● **Textauszug**
▼
Liberal, demokratisch, aufklärerisch, katholisch – die Zeitung „Tygodnik Powszechny“ war immer anders als die offizielle Linie und hat deswegen jetzt Ärger mit der polnischen Staatskirche

von JOANNA WIÓRKIEWICZ

Der Zweite Weltkrieg tobte noch und seit der Konferenz von Jalta, auf der die Teilung Europas in zwei Blöcke – Ost und West – besiegelt wurde, waren gerade vier Wochen vergangen, als im Frühjahr 1945 die erste Ausgabe von Tygodnik Powszechny erschien.
▲
● **Übungsdaten**
▼
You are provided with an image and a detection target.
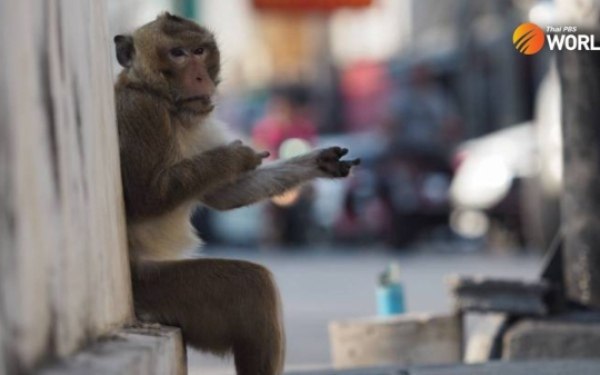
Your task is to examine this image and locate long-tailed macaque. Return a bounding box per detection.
[114,13,359,375]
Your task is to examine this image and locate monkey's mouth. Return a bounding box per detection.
[177,95,215,114]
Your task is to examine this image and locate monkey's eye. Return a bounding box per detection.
[169,47,185,58]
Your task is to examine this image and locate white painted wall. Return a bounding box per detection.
[0,0,132,374]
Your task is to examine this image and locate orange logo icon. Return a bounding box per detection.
[513,22,545,55]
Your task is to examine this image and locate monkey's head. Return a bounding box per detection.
▲
● **Deine Aufgabe**
Gib aus dem Textauszug über die Zeitung „Tygodnik Powszechny“ die Stelle wörtlich wieder, die mit „Liberal, demokratisch, aufklärerisch, katholisch“ beginnt und bis einschließlich „Tygodnik Powszechny erschien.“ reicht.

● **Deine Antwort**
Liberal, demokratisch, aufklärerisch, katholisch – die Zeitung „Tygodnik Powszechny“ war immer anders als die offizielle Linie und hat deswegen jetzt Ärger mit der polnischen Staatskirche

von JOANNA WIÓRKIEWICZ

Der Zweite Weltkrieg tobte noch und seit der Konferenz von Jalta, auf der die Teilung Europas in zwei Blöcke – Ost und West – besiegelt wurde, waren gerade vier Wochen vergangen, als im Frühjahr 1945 die erste Ausgabe von Tygodnik Powszechny erschien.